### YOUR INSTRUCTIONS
Omit every picture, then give all the entries again exactly.

### DATA SHOWN
************

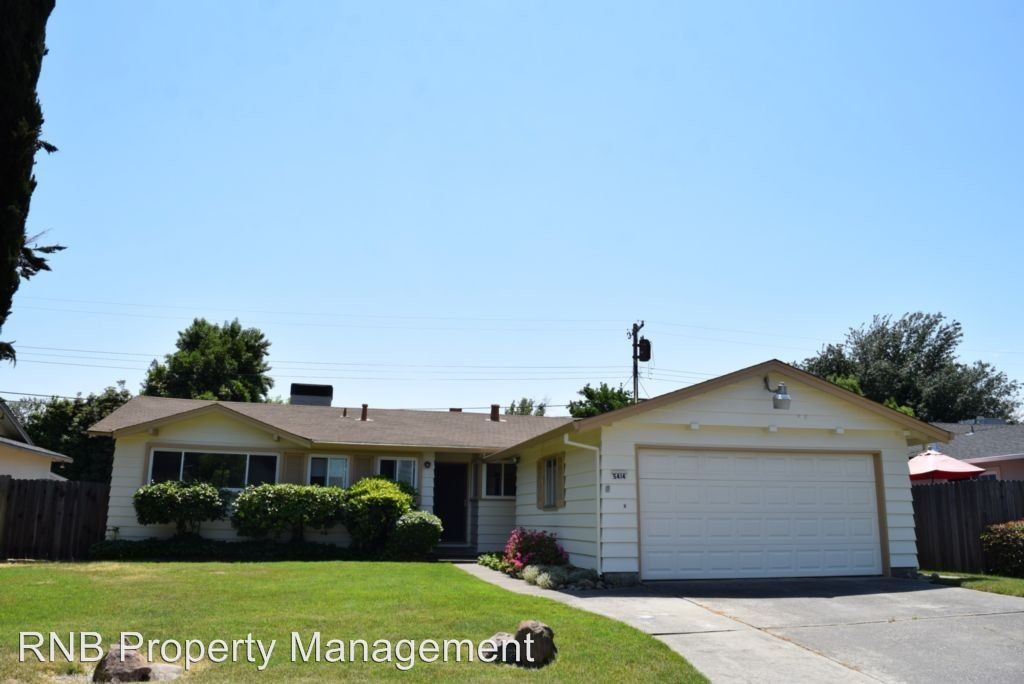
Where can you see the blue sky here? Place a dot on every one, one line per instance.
(434, 205)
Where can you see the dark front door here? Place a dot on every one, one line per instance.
(451, 481)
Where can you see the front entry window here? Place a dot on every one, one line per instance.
(398, 469)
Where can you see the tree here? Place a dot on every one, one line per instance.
(599, 400)
(526, 407)
(212, 361)
(910, 364)
(59, 425)
(23, 44)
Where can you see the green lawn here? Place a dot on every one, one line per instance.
(343, 600)
(986, 583)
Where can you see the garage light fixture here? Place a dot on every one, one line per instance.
(780, 395)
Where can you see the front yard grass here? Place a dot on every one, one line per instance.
(993, 584)
(342, 600)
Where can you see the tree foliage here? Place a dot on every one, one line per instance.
(23, 44)
(226, 362)
(600, 399)
(60, 424)
(910, 364)
(526, 407)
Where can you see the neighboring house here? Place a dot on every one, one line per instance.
(18, 457)
(997, 449)
(708, 481)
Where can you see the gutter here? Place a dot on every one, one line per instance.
(597, 502)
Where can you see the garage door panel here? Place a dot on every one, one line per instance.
(773, 515)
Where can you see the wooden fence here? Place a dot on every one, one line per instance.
(949, 519)
(50, 519)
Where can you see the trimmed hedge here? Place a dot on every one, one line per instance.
(373, 507)
(268, 510)
(415, 536)
(193, 548)
(1004, 547)
(185, 504)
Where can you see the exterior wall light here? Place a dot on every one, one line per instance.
(780, 395)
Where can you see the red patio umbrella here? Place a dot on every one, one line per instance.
(933, 465)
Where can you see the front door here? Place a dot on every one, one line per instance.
(451, 480)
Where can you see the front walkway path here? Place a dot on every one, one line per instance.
(725, 649)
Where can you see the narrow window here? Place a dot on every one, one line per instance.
(399, 470)
(329, 471)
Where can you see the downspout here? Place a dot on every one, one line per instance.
(597, 476)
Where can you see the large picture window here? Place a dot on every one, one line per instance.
(329, 470)
(500, 479)
(222, 469)
(398, 469)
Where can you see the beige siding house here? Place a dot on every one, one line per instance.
(19, 458)
(440, 454)
(734, 477)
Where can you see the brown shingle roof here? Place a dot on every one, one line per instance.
(432, 429)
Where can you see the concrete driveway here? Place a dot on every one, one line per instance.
(836, 630)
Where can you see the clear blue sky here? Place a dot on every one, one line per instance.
(418, 201)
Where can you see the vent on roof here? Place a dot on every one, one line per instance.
(311, 395)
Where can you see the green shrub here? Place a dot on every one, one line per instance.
(415, 536)
(196, 549)
(186, 505)
(1004, 547)
(530, 572)
(268, 510)
(373, 506)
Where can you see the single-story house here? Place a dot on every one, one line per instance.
(19, 458)
(996, 447)
(764, 472)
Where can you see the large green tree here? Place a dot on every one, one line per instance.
(600, 399)
(526, 407)
(23, 44)
(60, 424)
(910, 362)
(212, 361)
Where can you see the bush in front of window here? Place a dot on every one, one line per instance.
(185, 504)
(415, 536)
(373, 507)
(534, 547)
(1004, 547)
(270, 510)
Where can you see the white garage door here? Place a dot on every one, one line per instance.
(713, 514)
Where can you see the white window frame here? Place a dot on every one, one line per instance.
(416, 467)
(329, 457)
(502, 465)
(213, 450)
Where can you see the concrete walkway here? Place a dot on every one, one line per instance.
(836, 630)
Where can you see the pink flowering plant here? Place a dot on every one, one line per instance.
(532, 547)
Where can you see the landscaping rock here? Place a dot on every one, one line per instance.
(542, 650)
(134, 668)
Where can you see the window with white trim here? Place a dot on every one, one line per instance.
(500, 479)
(398, 469)
(329, 470)
(227, 470)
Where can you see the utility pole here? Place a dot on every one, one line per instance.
(641, 352)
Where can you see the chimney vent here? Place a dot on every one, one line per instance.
(310, 395)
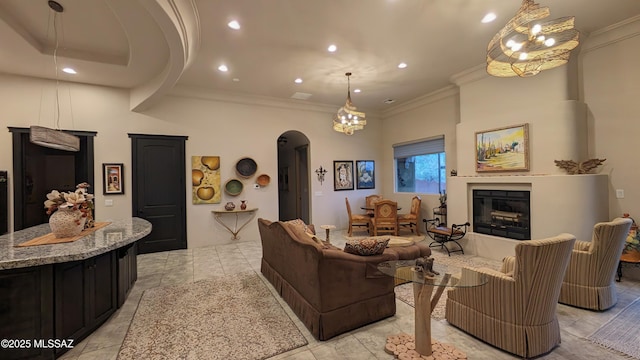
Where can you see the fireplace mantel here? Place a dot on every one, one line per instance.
(559, 204)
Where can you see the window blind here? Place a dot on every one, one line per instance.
(424, 147)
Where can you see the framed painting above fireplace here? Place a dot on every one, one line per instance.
(503, 149)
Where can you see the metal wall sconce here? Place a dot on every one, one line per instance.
(320, 171)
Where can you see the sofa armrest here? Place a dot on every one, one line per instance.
(508, 265)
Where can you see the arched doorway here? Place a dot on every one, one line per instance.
(294, 199)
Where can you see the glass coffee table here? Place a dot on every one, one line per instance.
(405, 346)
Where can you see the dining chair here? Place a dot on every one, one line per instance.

************

### TASK SOLUTION
Where can you see the blue sky here? Place a dot on every one, one line per instance.
(434, 205)
Where can you see the dark front door here? Place a dot on every one, one line per instance.
(451, 481)
Where can you see the front entry window here? Place a dot on every one, one line per instance.
(398, 469)
Where can you see the tree here? Place a dot on every one, one line per instance.
(599, 400)
(526, 407)
(212, 361)
(910, 364)
(59, 425)
(23, 44)
Where can you see the green lawn here? Place a dot on every one, one line per instance.
(343, 600)
(986, 583)
Where can you see the garage light fixture here? Place a dot on every one, one line per instance.
(780, 395)
Where can you see the front yard grass here? Place a dot on every one, one line per instance.
(993, 584)
(342, 600)
Where can you see the tree foliage here? Place a dot on every one, one line per instance.
(23, 44)
(226, 362)
(600, 399)
(60, 424)
(910, 364)
(526, 407)
Where can you see the neighboring house here? Place a dot on every one, one line per instance.
(18, 457)
(997, 449)
(708, 481)
Where can you see the gutter here? Place a dot on every one, one line per instance.
(597, 502)
Where can you see the garage door panel here? Place a dot on every one, one line per instance.
(773, 515)
Where can you see the wooden fence here? Place a dot on every one, one line per instance.
(949, 519)
(50, 519)
Where can you see the trimmed hedge here? Place a dot on every one, one line per instance.
(373, 507)
(268, 510)
(415, 536)
(193, 548)
(1004, 547)
(185, 504)
Where can you see the exterior wall light here? Place a dot on every one, one line per instance.
(780, 395)
Where can you see the red patio umbrella here? Place a dot on every one, one line per instance.
(933, 465)
Where can you see the front door here? Place a dot on every one, one line per instance.
(451, 480)
Where can you see the front walkway path here? Place a dot on every one, one line per instance.
(725, 649)
Where can you see the narrow window here? Place a dot on every one, one line per instance.
(399, 470)
(329, 471)
Where can you see the downspout here? Place a dot on every one, one line per instance.
(597, 476)
Where can you see the large picture window here? Place a dot on every one, one line per instance.
(329, 470)
(500, 479)
(222, 469)
(398, 469)
Where can you see the beige siding house here? Place a dot on every one, one line per instance.
(19, 458)
(440, 454)
(734, 477)
Where can you see the brown shingle roof here? Place a dot on every one, one line per instance.
(432, 429)
Where can you see the concrete driveway here? Place a dot on every one, one line per instance.
(836, 630)
Where can you see the clear blue sky here? Place a dot on every one, one line per instance.
(418, 201)
Where can you see the vent on roof here? Place a dot on every one, one line per instance.
(311, 395)
Where can you see the green shrub here? Place a dot on every one, one line per instance.
(415, 536)
(196, 549)
(186, 505)
(1004, 547)
(530, 572)
(268, 510)
(373, 506)
Where can you see the single-story house here? Place a dot on every one, one line per instance.
(19, 458)
(996, 447)
(764, 472)
Where can you see the large green tree here? Place a dot on every one, one line per instance.
(600, 399)
(526, 407)
(23, 44)
(60, 424)
(910, 362)
(212, 361)
Where can you see the bush in front of window here? Place a dot on every one, one line per instance.
(185, 504)
(415, 536)
(373, 507)
(534, 547)
(1004, 547)
(270, 510)
Where can you see the white garage door here? Place a dot on every one, one line per instance.
(713, 514)
Where can you see the white window frame here? Place a dot on every one, one line per instance.
(416, 467)
(329, 457)
(502, 465)
(213, 450)
Where can you see the concrete walkway here? Place a dot on every one, one line per instance.
(836, 630)
Where can you see the pink flowering plant here? Place a dot on every one, one line per instance.
(532, 547)
Where can you see the landscaping rock here? Place a dot on every one, one line per instance.
(542, 650)
(134, 668)
Where can you see the window with white trim here? Place a dot on every one, one line per instance.
(500, 479)
(398, 469)
(329, 470)
(227, 470)
Where can you see the utility pole here? Place a dot on every one, one line per instance.
(641, 352)
Where can you see the chimney vent here? Place a dot on every one, one line per instance.
(310, 395)
Where can you see the fireplace mantel here? Place a dot on every one, one line per instance.
(559, 204)
Where can you see the window blind here? Place a dot on every one, one line per instance.
(424, 147)
Where can you see the framed painting above fireplace here? Place a dot on every one, one line per instance.
(503, 149)
Where can you see the metal wall sconce here? Place a dot on every one, one line per instance.
(320, 171)
Where can you see the sofa armrest here? Place a dot on every one, one line per instance.
(508, 265)
Where can you see the arched doorway here? Place a dot on every one, one line per instance.
(294, 199)
Where can you see the glass coffee table here? Place a dot on every one, one line per instance.
(405, 346)
Where can you see the dining chair here? Place a dot on every one, one line per instance.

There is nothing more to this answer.